> Aim of the task
Repeat the listing in full, word for word.

> Input
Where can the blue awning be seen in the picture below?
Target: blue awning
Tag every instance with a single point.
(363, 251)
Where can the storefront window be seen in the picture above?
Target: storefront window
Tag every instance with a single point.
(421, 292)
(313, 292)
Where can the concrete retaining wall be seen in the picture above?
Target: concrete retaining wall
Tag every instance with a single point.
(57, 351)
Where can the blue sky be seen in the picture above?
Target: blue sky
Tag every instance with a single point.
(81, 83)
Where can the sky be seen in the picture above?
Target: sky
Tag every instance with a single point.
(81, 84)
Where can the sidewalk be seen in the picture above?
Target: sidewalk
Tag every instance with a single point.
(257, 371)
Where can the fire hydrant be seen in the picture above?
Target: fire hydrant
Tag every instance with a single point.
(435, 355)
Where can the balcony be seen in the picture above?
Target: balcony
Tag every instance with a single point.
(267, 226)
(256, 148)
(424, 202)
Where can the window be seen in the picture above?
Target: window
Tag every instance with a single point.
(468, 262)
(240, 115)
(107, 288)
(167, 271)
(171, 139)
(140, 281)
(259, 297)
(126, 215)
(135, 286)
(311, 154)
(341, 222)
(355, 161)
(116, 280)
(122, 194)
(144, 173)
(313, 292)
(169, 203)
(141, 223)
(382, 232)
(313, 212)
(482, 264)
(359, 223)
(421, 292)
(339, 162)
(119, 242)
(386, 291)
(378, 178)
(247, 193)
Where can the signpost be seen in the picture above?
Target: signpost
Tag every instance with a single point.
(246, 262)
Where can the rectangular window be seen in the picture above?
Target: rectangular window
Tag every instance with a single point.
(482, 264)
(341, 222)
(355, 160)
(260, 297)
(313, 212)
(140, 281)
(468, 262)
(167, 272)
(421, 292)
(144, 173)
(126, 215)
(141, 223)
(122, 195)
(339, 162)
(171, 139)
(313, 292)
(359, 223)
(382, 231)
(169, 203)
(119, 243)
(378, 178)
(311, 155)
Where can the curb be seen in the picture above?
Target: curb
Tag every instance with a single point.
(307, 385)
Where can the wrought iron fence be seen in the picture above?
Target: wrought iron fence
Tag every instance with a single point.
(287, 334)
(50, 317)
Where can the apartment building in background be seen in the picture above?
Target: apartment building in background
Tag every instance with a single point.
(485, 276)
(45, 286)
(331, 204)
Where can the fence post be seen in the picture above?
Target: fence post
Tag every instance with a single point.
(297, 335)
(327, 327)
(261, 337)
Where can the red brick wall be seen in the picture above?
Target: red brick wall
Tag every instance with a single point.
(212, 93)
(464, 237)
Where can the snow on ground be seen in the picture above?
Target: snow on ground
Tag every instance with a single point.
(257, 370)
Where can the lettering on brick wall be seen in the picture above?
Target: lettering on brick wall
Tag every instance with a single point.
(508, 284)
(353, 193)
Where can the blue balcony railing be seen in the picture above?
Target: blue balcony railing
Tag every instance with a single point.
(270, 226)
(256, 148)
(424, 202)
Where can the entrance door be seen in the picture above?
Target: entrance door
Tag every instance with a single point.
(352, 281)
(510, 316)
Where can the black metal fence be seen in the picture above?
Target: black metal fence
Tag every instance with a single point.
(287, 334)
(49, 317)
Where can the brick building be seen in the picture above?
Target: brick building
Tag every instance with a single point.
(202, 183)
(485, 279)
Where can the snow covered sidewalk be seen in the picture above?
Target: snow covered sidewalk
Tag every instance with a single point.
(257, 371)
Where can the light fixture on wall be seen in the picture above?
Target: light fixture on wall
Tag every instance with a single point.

> Written response
Where can the blue awning be seen in the picture below?
Target: blue awning
Tag every instance with a single point.
(363, 251)
Where can the storefront window be seen in the picture above?
Target: storefront window
Tag every instance with a single point.
(421, 292)
(313, 292)
Where can the concrete retaining wall be seen in the picture above?
Target: concrete retaining wall
Tag every instance with a single point.
(57, 351)
Where can the blue sky be seen in the picture above?
Target: blue sky
Tag every instance with a single point.
(81, 83)
Where can the sky be seen in the picture above?
Target: sky
Tag every instance with a single point.
(81, 84)
Where can the sidewalk be seen in the picture above?
Target: sidewalk
Tag every instance with a single point.
(257, 371)
Where can the fire hydrant be seen in the picture above?
Target: fire hydrant
Tag every instance with a single point.
(435, 355)
Where can the balcony be seen in the picture above?
Target: balcony
Tag every instance with a single point.
(267, 226)
(256, 148)
(424, 202)
Where can the window be seen in the picture above?
Target: window
Tag every instance with a single point.
(468, 262)
(240, 115)
(107, 288)
(167, 271)
(171, 139)
(140, 281)
(259, 297)
(126, 215)
(135, 286)
(311, 154)
(341, 222)
(355, 161)
(116, 280)
(122, 194)
(144, 173)
(313, 292)
(169, 203)
(141, 223)
(382, 232)
(313, 212)
(482, 264)
(359, 223)
(421, 292)
(339, 162)
(119, 242)
(386, 291)
(378, 178)
(247, 193)
Where can the signpost be seen in the picture above?
Target: signpost
Tag every instance with a single point.
(246, 262)
Where can the rectangular window be seen in the picture above?
Target: rectangular window
Tag every instance with a single point.
(482, 264)
(341, 222)
(355, 160)
(260, 297)
(313, 212)
(140, 281)
(468, 262)
(167, 272)
(421, 292)
(144, 173)
(126, 215)
(141, 223)
(122, 195)
(339, 162)
(171, 139)
(313, 292)
(359, 223)
(382, 231)
(169, 203)
(119, 243)
(378, 178)
(311, 155)
Where can the curb be seen in the picture above?
Target: curb
Tag every instance with a single point.
(307, 385)
Where can the wrought iron fence be seen in the picture above?
Target: wrought iron fence
Tag every instance with a single point.
(287, 334)
(50, 317)
Where can the apartment building in background be seen in the picture above?
Target: apartment building in background
Tag every instance with a single point.
(485, 276)
(45, 286)
(331, 204)
Where can the fence post be seen in the picture above?
Target: fence post
Tag every instance with a single point.
(297, 335)
(327, 327)
(261, 337)
Where can the red brick wall be seen in the picture above?
Target: red brick wall
Tag every instance with a single point.
(212, 93)
(464, 237)
Where can the snow on ground be seen in the picture above?
Target: snow on ground
Tag every instance with a single point.
(257, 370)
Where can the lettering on brick wall be seen in the picture above?
Target: lettering on brick wall
Tag every instance with a single point.
(508, 284)
(353, 193)
Where can the blue balcony railing be seen in the picture above?
Target: blue balcony railing
Tag every instance with a single point.
(270, 226)
(256, 148)
(424, 202)
Where can the entrance door be seen in the picture above?
Target: entrance door
Tag every instance with a single point.
(352, 281)
(510, 316)
Where can the black metal fence be seen in the picture above?
Target: black metal fence
Tag every instance with a single point.
(287, 334)
(49, 317)
Where can the brick building be seen in the picture above?
Target: brick building
Tag every instance with a single point.
(202, 183)
(485, 279)
Where can the snow covered sidewalk be seen in the picture above?
Target: snow covered sidewalk
Tag every instance with a single point.
(257, 371)
Where can the light fixture on wall be seen in the picture above?
Target: light fixture on wall
Tag every instance with a single point.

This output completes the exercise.